* [EXERCISE] Reproduce word for word the stretch of the news report on Charles Manson's death from "Born Charles Milles" through "the age of 12.".

* [TEXT EXCERPT]
────

Notorious cult leader and convicted killer Charles Manson, who along with his followers committed a series of high-profile murders in the Los Angeles area in 1969, died Sunday at a hospital in Bakersfield, according to the California Department of Corrections. He was 83 years old.
He died of "natural causes" at about 8:13 p.m. Sunday evening, the department said in a news release.
Born Charles Milles Maddox on Nov. 12, 1934, in Cincinnati, Ohio, Manson – who took his uncle’s last name – was in and out of reform schools and prison beginning at the age of 12.
In 1967, Manson moved to San Francisco, where he began to attract a devoted group of followers, including some who would later carry out a string of savage killings known as the Tate/LaBianca murders.
Over the course of two nights, the killers took the lives of seven people, inflicting 169 stab wounds and seven .22-caliber gunshot wounds.
On June 16, 1970, Charles Manson and three of his followers – Susan Atkins, Patricia Krenwinkel and Leslie Van Houten – went on trial in Los Angeles for the crimes.
The charges came after a major break in the case when Atkins, who was already in jail on another charge, bragged to a fellow inmate about the Tate murders. She said they did it “because we wanted to do a crime that would shock the world.”
The first set of victims included actress Sharon Tate, who was eight months pregnant; a celebrity hairstylist named Jay Sebring; coffee fortune heiress Abigail Ann Folger; writer Wojciech Frykowski; and Steven Earl Parent, a friend of the family’s caretaker.
Each was viciously murdered on Aug. 9, 1969, at the home of Tate and her husband, famed movie director Roman Polanski. Polanski was out of the country at the time.
The next evening, another set of murders took place. Supermarket executive Leno LaBianca and his wife, Rosemary, were killed at their home.

────

[Region pointing data]
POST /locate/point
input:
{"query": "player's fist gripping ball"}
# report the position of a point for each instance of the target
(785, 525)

────

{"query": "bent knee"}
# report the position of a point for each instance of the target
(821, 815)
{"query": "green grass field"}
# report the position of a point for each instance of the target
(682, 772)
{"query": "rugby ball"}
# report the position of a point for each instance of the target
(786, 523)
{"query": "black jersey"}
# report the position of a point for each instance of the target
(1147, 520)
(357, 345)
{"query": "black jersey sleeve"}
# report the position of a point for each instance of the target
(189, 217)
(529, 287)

────

* [WRITTEN ANSWER]
Born Charles Milles Maddox on Nov. 12, 1934, in Cincinnati, Ohio, Manson – who took his uncle’s last name – was in and out of reform schools and prison beginning at the age of 12.